Stings but ‘worth it’: How kids deal with needles

Story by CBC Kids News • 2019-04-25 12:00

We hear from kids during National Immunization Awareness Week

Many of you know what it feels like to go to an immunization clinic at your school.

Everyone lines up in a big room like the gym.

Names are called, one at a time.

It feels like it takes forever for the nurse to call your name.

All you can think about is that you’re about to get poked with a needle — more than once.

CBC Kids News visited an immunization clinic at Ridgecliff Middle School in Halifax and spoke to several kids about getting shots.

“I just can’t wait till it’s over,” said 12-year-old Des Crawford, before he got his shots.

Des Crawford looks down as nurse puts bandaid on his arm.

Des Crawford gets a band-aid on his arm after getting a shot. (CBC)

PROVIDED RECORDS =
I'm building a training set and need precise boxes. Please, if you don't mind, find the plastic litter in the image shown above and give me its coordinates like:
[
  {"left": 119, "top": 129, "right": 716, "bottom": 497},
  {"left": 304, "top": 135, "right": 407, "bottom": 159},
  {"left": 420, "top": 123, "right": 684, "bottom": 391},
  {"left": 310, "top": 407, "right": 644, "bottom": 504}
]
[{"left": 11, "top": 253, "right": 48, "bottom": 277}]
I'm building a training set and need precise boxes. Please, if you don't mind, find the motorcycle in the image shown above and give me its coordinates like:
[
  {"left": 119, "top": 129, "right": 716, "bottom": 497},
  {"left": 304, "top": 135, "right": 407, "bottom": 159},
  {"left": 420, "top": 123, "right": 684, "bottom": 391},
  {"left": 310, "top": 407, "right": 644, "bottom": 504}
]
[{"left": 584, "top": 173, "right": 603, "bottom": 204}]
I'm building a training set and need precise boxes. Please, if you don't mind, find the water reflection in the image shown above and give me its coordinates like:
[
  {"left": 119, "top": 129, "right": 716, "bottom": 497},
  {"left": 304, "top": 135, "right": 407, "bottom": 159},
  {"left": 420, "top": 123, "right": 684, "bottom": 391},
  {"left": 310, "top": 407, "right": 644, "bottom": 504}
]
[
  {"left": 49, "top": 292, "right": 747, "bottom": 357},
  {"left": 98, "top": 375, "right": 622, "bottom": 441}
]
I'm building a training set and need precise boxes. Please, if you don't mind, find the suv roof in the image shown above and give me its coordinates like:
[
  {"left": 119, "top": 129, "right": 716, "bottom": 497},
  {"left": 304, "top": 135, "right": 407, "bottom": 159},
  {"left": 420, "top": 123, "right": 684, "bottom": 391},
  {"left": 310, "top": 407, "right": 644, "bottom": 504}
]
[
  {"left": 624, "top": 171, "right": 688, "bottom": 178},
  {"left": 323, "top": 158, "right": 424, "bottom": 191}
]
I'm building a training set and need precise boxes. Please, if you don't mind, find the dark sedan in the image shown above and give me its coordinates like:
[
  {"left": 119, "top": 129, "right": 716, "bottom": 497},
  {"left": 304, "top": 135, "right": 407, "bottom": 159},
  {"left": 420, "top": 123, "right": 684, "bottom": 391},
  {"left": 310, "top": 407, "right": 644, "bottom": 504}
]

PROBLEMS AND TASKS =
1: In the article on kids and needles, at which school did CBC Kids News visit an immunization clinic?
2: Pick up the article on kids and needles after its last line and continue writing it.

ANSWERS FOR THIS EXERCISE =
1: Ridgecliff Middle School in Halifax.

2:
The kids at Ridgecliff were given these immunizations:

“The third one hurt a little more, but it was fine overall,” said Crawford once it was over.

“I’m not a big fan of needles,” admitted Precious Cleveland, 12.

Needle pokes into arm.

Immunization clinics are common for students in Grade 7, but vary by province. (CBC)

Jeanette Ryan, a public health nurse who works on the immunization team, said it’s normal for kids to be nervous.

“This is sometimes the first medical interaction that these kids have had without a parent or guardian,” she said. “So that's big.”

She said the nurses work to reassure the kids that they will be OK.

“We encourage them that … they can get through it,” she said.

Alex Tsimiklis waits in a chair as nurse prepares his needles.

Alex Tsimiklis, centre, said he knows it’s important to get immunized to avoid getting sick. (CBC)

“I’m a little tense, because the thought of getting something stabbed into you ... you feel like it’s going to hurt a lot,” said Alex Tsimiklis, 12.

When it was all over, he said “it wasn’t that bad.”

“It stings for like a minute or two, but then you’re done,” said Laura Worth.

She knows that it’s important to have her immunizations up to date.

“I know that if you get the shots, it’s like warding off all those illnesses that can kill you,” she said.

Laura Worth looks serious and calm.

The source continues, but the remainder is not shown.